*Kutipan Sumber*.

Gebrakan KPK
di era Abraham Samad kian mengecutkan nyali para koruptor di negeri ini. Betul memang
KPK belum sempurna, namun capaian KPK hari ini tentu tidak layak ditepikan. Gebrakan
ini menerbitkan mentari asa di kepala seluruh anak bangsa ini bahwa negeri ini
sedang berada on the right track
dalam hal pemusnahan tikus-tikus koruptor di seluruh elemen negara ini.
Dari sekian
banyak nama yang ditangkap KPK dengan berbagai buktinya, baik yang sudah jadi tersangka,
terdakwa, maupun terpidana, ada dua jenis koruptor yang menimbulkan rasa sakit
di hati kita dengan sebenar-benarnya sakit. Bukan berarti bahwa di luar dua
jenis koruptor ini lalu tidak memicu sakit di hati kita. Tetapi level sakit
akibat korupsi yang dilakukan oleh dua jenis koruptor ini benar-benar
menorehkan kesakitan yang amat menyakitkan hati.
Apa dua jenis
koruptor itu?
Cendekiawan dan Agamawan
Saat
Nazaruddin ditangkap dalam kasus Hambalang, lalu “menyanyikan” nama Angelina
Sondakh, Anas Urbaningrum, dan Andi Mallarangeng sebagai bagian dari circle of corruption community-nya,
tersentaklah seluruh anak bangsa ini. Kita semua kaget. Luar biasa kagetnya.
Kita tahu
siapa itu Angelina Sondakh, Anas Urbaningrum, dan Andi Mallarangeng. Sosok-sosok
anak muda elegan yang cerdas, terdidik, aktivis, disegani, lantaran itulah
mereka disebut cendekiawan. Selalu saja, sejarah menuturkan bahwa perubahan
sebuah bangsa menuju kemajuannya dinahkodai oleh kaum cendekiawan. Dulu kita
kenal nama Soekarno, Hatta, Roem, Tomo, dan sebagainya sebagai sosok-sosok
cendekiawan yang menggerakkan bangsa ini menuju kemerdekaannya.
Harapan yang
disangkutkan ke kening anak-anak muda cendekiawan itu begitu tinggi oleh
seluruh rakyat negeri ini, agar supaya bangsa yang digerogoti tikus-tikus
koruptor ini bisa bangkit kembali. Rakyat tentu tidak muluk-muluk saat
mengimpikan suatu hari harga-harga menjadi terjangkau, pekerjaan terbentang
luas, kesehatan murah, sekolah dinikmati semua orang, yang semua perubahan
untuk mewujudkan impian itu harus dimulai dari minimalisasi korupsi, yang itu digantungkan
pada anak-anak muda cendekiawan tersebut.
Tapi apa yang
terjadi?

*Soal Latihan*.
1 > Tulis ulang bagian teks tentang KPK mulai dari "Apa dua jenis" dan berlanjut sampai "ini menuju kemerdekaannya.", dengan mengganti "bangsa" menjadi "negara".
2 > Apakah setiap pernyataan berikut sesuai dengan teks tentang KPK? Jawab ya atau tidak, lalu kutip kata-kata teks yang menentukan jawabannya.
(a) Nazaruddin ditangkap dalam kasus Hambalang.
(b) Teks menyatakan bahwa KPK sudah sempurna.
(c) Soekarno dan Hatta disebut sebagai cendekiawan yang menggerakkan bangsa menuju kemerdekaannya.
3 > Terjemahkan kalimat dari teks tentang KPK ini ke dalam bahasa Inggris: "Selalu saja, sejarah menuturkan bahwa perubahan sebuah bangsa menuju kemajuannya dinahkodai oleh kaum cendekiawan."

(Catatan data)
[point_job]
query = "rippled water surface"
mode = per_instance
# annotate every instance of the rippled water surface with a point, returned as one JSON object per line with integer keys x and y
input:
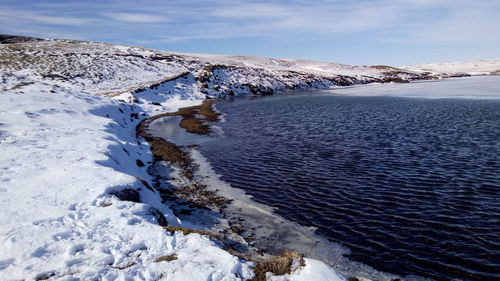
{"x": 409, "y": 185}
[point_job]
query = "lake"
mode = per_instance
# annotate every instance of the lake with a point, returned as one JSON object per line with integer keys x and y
{"x": 405, "y": 176}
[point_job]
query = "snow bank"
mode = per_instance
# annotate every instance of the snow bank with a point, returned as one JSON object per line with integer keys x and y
{"x": 77, "y": 199}
{"x": 480, "y": 67}
{"x": 63, "y": 152}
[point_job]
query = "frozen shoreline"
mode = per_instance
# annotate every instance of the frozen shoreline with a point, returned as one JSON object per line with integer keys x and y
{"x": 78, "y": 199}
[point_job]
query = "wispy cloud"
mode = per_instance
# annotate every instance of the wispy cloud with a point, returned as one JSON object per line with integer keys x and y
{"x": 136, "y": 17}
{"x": 418, "y": 22}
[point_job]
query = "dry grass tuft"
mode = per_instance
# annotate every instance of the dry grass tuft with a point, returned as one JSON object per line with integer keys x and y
{"x": 187, "y": 231}
{"x": 166, "y": 258}
{"x": 278, "y": 265}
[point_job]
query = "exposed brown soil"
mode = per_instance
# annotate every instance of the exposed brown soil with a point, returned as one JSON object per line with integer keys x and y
{"x": 166, "y": 258}
{"x": 194, "y": 121}
{"x": 187, "y": 231}
{"x": 278, "y": 265}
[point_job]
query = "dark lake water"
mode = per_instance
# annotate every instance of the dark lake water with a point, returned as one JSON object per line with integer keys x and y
{"x": 410, "y": 185}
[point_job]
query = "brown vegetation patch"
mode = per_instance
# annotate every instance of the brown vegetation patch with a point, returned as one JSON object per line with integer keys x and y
{"x": 277, "y": 265}
{"x": 166, "y": 258}
{"x": 125, "y": 266}
{"x": 200, "y": 196}
{"x": 187, "y": 231}
{"x": 21, "y": 85}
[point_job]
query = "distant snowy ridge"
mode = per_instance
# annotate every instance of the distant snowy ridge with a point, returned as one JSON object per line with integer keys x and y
{"x": 105, "y": 69}
{"x": 479, "y": 67}
{"x": 78, "y": 201}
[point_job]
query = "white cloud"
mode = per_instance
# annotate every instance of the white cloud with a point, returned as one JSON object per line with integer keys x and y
{"x": 137, "y": 18}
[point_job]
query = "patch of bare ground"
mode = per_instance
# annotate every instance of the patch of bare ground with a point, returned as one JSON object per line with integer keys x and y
{"x": 187, "y": 231}
{"x": 196, "y": 194}
{"x": 166, "y": 258}
{"x": 277, "y": 265}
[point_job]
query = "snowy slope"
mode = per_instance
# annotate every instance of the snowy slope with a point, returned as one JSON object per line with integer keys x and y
{"x": 63, "y": 154}
{"x": 481, "y": 67}
{"x": 77, "y": 202}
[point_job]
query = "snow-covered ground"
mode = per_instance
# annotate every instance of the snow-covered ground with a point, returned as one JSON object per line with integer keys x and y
{"x": 480, "y": 67}
{"x": 77, "y": 203}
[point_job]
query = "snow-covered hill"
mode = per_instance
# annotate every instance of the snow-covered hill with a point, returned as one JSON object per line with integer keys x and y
{"x": 78, "y": 201}
{"x": 480, "y": 67}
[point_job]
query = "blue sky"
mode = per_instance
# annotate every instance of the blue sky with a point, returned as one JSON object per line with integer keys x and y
{"x": 395, "y": 32}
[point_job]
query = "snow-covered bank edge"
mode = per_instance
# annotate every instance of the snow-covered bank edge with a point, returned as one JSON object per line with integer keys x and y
{"x": 78, "y": 199}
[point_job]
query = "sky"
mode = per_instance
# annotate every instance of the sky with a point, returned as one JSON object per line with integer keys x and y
{"x": 362, "y": 32}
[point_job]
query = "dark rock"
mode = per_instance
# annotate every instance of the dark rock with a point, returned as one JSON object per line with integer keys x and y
{"x": 127, "y": 194}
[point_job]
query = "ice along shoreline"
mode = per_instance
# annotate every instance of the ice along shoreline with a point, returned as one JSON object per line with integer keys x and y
{"x": 248, "y": 229}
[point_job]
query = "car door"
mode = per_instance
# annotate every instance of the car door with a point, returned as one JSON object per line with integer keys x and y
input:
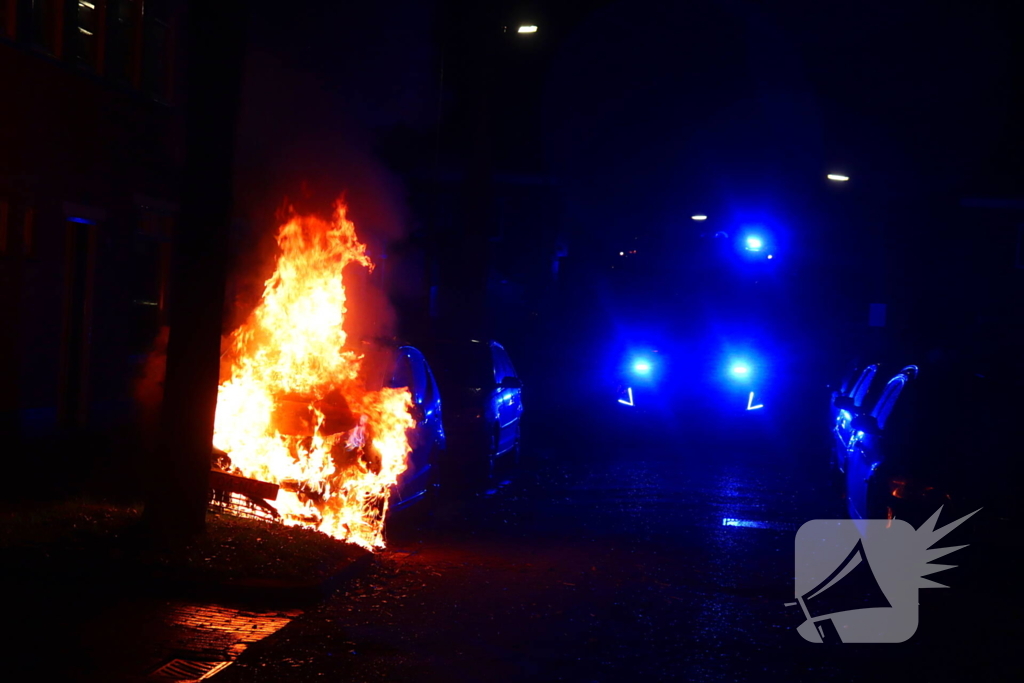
{"x": 409, "y": 372}
{"x": 867, "y": 451}
{"x": 508, "y": 399}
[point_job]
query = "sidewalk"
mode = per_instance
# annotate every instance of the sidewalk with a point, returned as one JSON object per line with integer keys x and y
{"x": 91, "y": 603}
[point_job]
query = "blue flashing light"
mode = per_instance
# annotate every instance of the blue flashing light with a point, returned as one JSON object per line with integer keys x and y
{"x": 739, "y": 370}
{"x": 729, "y": 521}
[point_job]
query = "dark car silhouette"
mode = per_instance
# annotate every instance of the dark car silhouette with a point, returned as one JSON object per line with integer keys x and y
{"x": 482, "y": 395}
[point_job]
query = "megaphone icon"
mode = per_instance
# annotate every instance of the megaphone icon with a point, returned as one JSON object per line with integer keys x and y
{"x": 851, "y": 586}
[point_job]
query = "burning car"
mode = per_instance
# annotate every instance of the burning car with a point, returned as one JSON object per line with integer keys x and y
{"x": 303, "y": 407}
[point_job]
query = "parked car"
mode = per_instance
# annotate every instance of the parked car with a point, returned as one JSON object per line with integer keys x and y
{"x": 410, "y": 369}
{"x": 857, "y": 395}
{"x": 482, "y": 394}
{"x": 947, "y": 438}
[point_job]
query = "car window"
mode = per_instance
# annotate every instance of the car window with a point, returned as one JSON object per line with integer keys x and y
{"x": 888, "y": 399}
{"x": 863, "y": 384}
{"x": 410, "y": 372}
{"x": 462, "y": 366}
{"x": 401, "y": 373}
{"x": 503, "y": 365}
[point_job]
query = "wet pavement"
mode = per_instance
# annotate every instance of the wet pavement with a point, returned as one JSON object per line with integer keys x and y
{"x": 622, "y": 561}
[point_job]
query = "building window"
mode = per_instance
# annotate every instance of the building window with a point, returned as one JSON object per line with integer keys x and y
{"x": 4, "y": 217}
{"x": 46, "y": 25}
{"x": 125, "y": 24}
{"x": 29, "y": 231}
{"x": 157, "y": 55}
{"x": 87, "y": 35}
{"x": 8, "y": 17}
{"x": 16, "y": 226}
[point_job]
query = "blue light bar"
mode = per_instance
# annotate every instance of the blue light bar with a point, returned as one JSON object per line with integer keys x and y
{"x": 729, "y": 521}
{"x": 739, "y": 370}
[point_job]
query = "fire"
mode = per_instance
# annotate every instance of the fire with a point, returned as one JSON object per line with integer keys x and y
{"x": 295, "y": 409}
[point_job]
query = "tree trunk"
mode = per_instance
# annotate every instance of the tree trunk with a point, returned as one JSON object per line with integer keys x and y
{"x": 214, "y": 48}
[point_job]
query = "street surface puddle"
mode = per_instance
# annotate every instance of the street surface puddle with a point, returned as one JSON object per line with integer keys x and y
{"x": 207, "y": 638}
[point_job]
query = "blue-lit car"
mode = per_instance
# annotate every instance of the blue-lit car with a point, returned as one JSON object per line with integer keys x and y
{"x": 857, "y": 395}
{"x": 421, "y": 479}
{"x": 483, "y": 407}
{"x": 944, "y": 436}
{"x": 697, "y": 387}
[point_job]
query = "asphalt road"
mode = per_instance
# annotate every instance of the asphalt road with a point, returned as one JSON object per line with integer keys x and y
{"x": 615, "y": 559}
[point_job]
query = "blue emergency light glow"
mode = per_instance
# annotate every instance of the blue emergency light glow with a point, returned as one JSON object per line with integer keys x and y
{"x": 739, "y": 370}
{"x": 751, "y": 523}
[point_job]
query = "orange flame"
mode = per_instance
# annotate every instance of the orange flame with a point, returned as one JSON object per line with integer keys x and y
{"x": 291, "y": 371}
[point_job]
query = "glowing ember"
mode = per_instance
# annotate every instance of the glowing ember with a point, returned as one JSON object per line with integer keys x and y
{"x": 295, "y": 410}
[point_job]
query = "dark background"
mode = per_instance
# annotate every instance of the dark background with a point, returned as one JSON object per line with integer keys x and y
{"x": 496, "y": 177}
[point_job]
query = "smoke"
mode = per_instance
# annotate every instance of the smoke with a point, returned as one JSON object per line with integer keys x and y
{"x": 322, "y": 88}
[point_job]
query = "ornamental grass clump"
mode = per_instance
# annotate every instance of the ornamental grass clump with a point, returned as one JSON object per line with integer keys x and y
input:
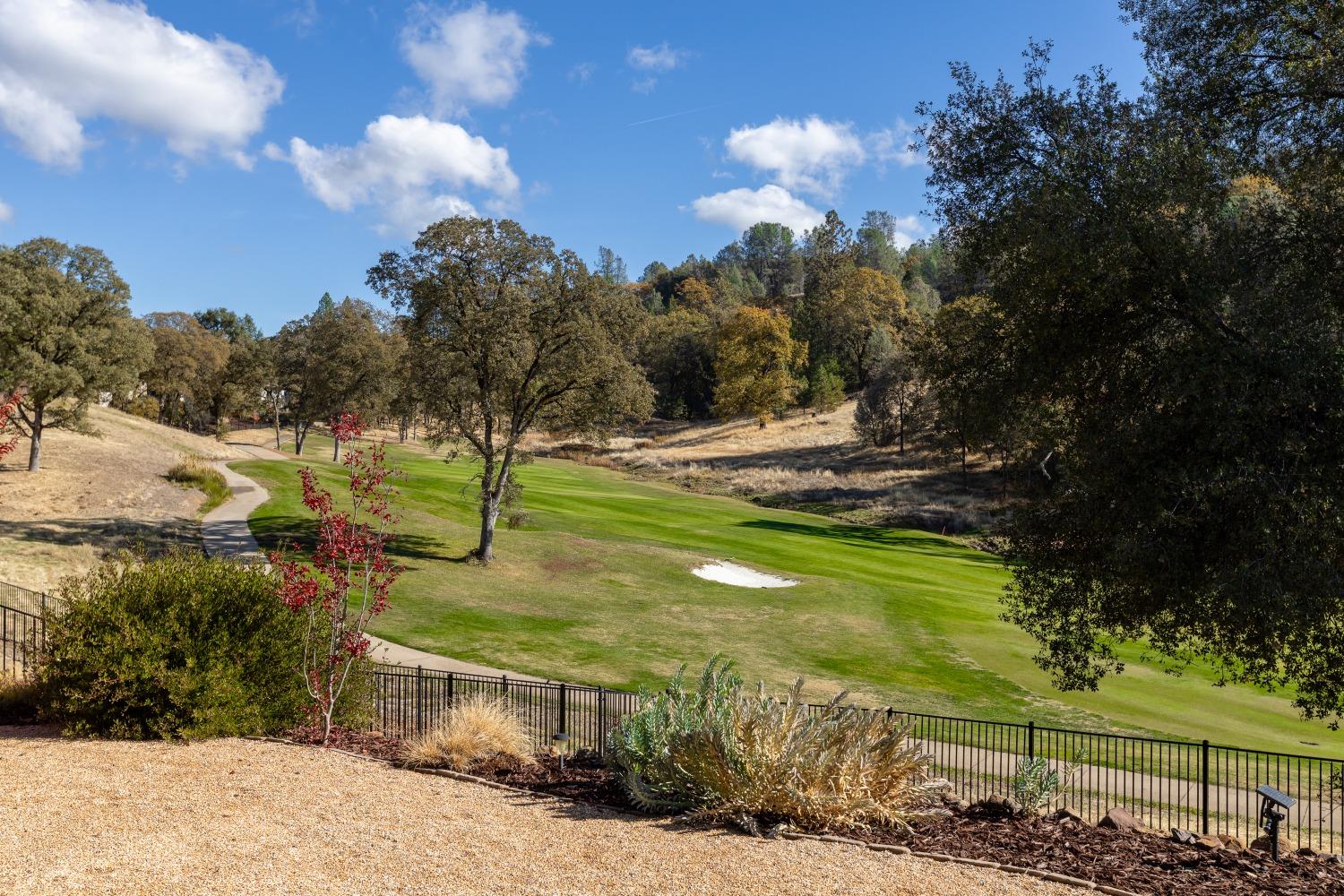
{"x": 476, "y": 727}
{"x": 736, "y": 755}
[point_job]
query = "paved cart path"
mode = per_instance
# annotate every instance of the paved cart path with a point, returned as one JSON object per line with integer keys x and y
{"x": 225, "y": 532}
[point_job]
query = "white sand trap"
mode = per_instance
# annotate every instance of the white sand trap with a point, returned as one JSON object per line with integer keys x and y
{"x": 739, "y": 575}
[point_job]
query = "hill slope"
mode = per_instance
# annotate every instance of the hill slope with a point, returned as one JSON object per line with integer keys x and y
{"x": 96, "y": 495}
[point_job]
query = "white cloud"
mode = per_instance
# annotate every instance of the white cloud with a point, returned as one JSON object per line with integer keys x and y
{"x": 742, "y": 207}
{"x": 472, "y": 56}
{"x": 411, "y": 169}
{"x": 660, "y": 58}
{"x": 811, "y": 155}
{"x": 892, "y": 145}
{"x": 67, "y": 61}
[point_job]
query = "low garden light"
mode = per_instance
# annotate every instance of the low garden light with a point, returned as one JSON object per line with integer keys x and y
{"x": 1271, "y": 814}
{"x": 561, "y": 745}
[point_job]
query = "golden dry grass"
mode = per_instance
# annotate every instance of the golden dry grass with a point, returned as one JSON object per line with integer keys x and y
{"x": 811, "y": 462}
{"x": 96, "y": 495}
{"x": 478, "y": 727}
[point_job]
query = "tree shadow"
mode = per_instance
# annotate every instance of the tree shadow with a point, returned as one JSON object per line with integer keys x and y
{"x": 875, "y": 538}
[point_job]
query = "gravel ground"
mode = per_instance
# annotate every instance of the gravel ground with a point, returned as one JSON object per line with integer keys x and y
{"x": 245, "y": 817}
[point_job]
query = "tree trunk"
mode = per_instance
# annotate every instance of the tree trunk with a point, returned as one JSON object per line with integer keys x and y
{"x": 274, "y": 405}
{"x": 35, "y": 443}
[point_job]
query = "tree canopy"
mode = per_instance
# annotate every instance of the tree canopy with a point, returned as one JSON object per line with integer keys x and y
{"x": 510, "y": 335}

*Jawaban Lengkap*.
1 >
Apa dua jenis
koruptor itu?
Cendekiawan dan Agamawan
Saat
Nazaruddin ditangkap dalam kasus Hambalang, lalu “menyanyikan” nama Angelina
Sondakh, Anas Urbaningrum, dan Andi Mallarangeng sebagai bagian dari circle of corruption community-nya,
tersentaklah seluruh anak negara ini. Kita semua kaget. Luar biasa kagetnya.
Kita tahu
siapa itu Angelina Sondakh, Anas Urbaningrum, dan Andi Mallarangeng. Sosok-sosok
anak muda elegan yang cerdas, terdidik, aktivis, disegani, lantaran itulah
mereka disebut cendekiawan. Selalu saja, sejarah menuturkan bahwa perubahan
sebuah negara menuju kemajuannya dinahkodai oleh kaum cendekiawan. Dulu kita
kenal nama Soekarno, Hatta, Roem, Tomo, dan sebagainya sebagai sosok-sosok
cendekiawan yang menggerakkan negara ini menuju kemerdekaannya.

2 >
(a) Ya: "Nazaruddin ditangkap dalam kasus Hambalang"
(b) Tidak: "Betul memang KPK belum sempurna"
(c) Ya: "Dulu kita kenal nama Soekarno, Hatta, Roem, Tomo, dan sebagainya sebagai sosok-sosok cendekiawan yang menggerakkan bangsa ini menuju kemerdekaannya."

3 > Time and again, history tells us that a nation's change toward progress is steered by intellectuals.